**What is required:** Restate the listing in full, keeping every word as it is.

**Recorded information:**
== Segment start ==

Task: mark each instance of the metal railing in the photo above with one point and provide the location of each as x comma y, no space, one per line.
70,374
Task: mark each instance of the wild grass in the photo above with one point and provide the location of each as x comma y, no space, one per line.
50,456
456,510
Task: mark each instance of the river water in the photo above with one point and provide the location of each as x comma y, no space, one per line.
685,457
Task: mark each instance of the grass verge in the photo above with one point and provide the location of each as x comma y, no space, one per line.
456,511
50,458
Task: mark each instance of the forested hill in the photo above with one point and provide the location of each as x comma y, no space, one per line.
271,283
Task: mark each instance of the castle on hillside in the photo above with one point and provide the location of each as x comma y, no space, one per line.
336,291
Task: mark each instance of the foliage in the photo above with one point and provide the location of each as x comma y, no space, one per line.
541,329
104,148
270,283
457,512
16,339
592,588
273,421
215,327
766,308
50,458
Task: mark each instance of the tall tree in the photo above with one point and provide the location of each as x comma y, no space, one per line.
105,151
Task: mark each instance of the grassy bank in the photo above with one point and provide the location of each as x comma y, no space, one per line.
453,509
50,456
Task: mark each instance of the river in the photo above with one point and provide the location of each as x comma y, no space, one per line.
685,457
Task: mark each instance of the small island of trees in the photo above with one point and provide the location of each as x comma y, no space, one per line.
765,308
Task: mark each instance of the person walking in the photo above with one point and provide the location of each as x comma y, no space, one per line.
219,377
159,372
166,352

== Segment end ==

**Reply:**
Task: mark each instance of the metal railing in the photo above with one point and provide the location of each as x comma y, no space, one per line.
70,374
Task: mark each instance of the wild grass in the photo above with one point and provide the location of each as x comma y, no space, one per line.
50,456
456,510
Task: mark each instance of the river water in the photo above with one point and provide the location of each as x comma y, no space, one per line.
685,457
Task: mark each instance of the grass verge in the photo above with one point and provide the location of each as x comma y, no space, one per line.
456,511
50,458
Task: mark each instance of the forested hill in the photo above with one point and provide the location of each as x comma y, no space, one per line.
271,283
Task: mark each instance of the castle on hillside in the photo above with one point and provide the location of each as x comma y, no space, one per line.
336,291
Task: mark each instance of the foliage in the photo above with one point and provide the location of each as x comma y, no space, one per line.
541,329
104,148
270,283
457,512
16,339
592,588
273,421
215,327
766,308
50,458
Task: mark each instance of the tall tree in the photo above with one point and provide the location of each as x comma y, no space, one per line.
105,151
Task: mark each instance of the grassy bank in the photo above with one point and provide the location of each as x comma y, no space, one per line.
453,509
50,456
Task: mark each instance of the river in the photo above with one point and provide the location of each as x comma y, no space, one per line.
685,457
Task: mark each instance of the small island of trees in the photo above with one point and provide the location of each as x comma y, no space, one per line.
765,308
Task: mark each instance of the person walking in the photo above with one point and provide the location of each as x comma y, no space, one per line.
219,377
159,372
166,352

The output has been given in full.